- Data shown:
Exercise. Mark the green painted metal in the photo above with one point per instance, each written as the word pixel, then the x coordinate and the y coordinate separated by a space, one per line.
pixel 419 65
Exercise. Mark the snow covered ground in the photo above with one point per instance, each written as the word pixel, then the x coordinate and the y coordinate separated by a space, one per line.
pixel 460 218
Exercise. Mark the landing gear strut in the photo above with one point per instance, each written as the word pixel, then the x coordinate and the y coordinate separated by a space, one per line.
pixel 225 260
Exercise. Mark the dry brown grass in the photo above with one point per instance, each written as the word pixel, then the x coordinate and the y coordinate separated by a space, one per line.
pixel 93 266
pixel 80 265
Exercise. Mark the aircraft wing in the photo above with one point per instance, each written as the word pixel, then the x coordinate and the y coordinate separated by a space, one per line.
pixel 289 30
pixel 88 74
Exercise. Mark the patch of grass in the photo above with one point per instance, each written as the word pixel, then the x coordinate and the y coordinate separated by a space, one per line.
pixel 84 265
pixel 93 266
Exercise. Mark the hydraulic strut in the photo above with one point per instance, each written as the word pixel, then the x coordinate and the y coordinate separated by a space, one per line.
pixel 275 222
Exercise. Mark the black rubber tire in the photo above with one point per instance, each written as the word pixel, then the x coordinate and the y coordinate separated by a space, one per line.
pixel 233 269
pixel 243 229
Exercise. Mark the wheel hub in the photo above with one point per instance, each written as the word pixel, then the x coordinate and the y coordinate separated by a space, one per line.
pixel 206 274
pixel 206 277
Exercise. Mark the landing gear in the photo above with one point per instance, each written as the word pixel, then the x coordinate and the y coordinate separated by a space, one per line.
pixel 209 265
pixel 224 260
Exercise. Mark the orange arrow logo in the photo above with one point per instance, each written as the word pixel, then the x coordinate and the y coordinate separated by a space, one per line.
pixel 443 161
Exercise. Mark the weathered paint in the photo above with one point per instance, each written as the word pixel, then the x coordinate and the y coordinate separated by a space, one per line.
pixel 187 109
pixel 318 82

- Task instructions: Pull out the lines starting with the one that contains "Exercise. Mark the aircraft" and running through the final line above, and reproduce them without any change.

- Answer to the exercise:
Exercise. Mark the aircraft wing in the photo above with one point per instance, each written as the word pixel, then the x coordinate and the y coordinate separated by a space, one per line.
pixel 289 30
pixel 88 74
Exercise. Mark the patch of grass in the photo above with one point per instance, each written as the word pixel, then the x coordinate and the y coordinate separated by a space, one per line.
pixel 84 265
pixel 93 266
Exercise. Mark the hydraulic strut in the photo above with one point per instance, each written as the word pixel, then the x coordinate and the y coordinate separated by a space, one per line.
pixel 275 222
Exercise. Mark the black rubber tire in the photo above with one point per instance, each written as the word pixel, then the x coordinate and the y coordinate separated by a space, one per line.
pixel 233 269
pixel 243 229
Exercise. Mark the wheel hub in the photo above with one point per instance, each written as the word pixel, then the x coordinate and the y coordinate separated by a space, one per line.
pixel 206 274
pixel 206 277
Exercise. Mark the landing gear in the photo above with one point per instance, each written as the word pixel, then the x coordinate and the y coordinate separated by a space, one per line.
pixel 209 265
pixel 224 260
Exercise. Mark the orange arrow logo in the photo above with one point per instance, each written as the word pixel, then the x coordinate and the y coordinate separated by a space, one per line.
pixel 443 161
Exercise. Mark the weathered paint in the photo above with one point per instance, each written as the word pixel, then the x coordinate and the y coordinate separated by a space, one per line.
pixel 187 109
pixel 318 82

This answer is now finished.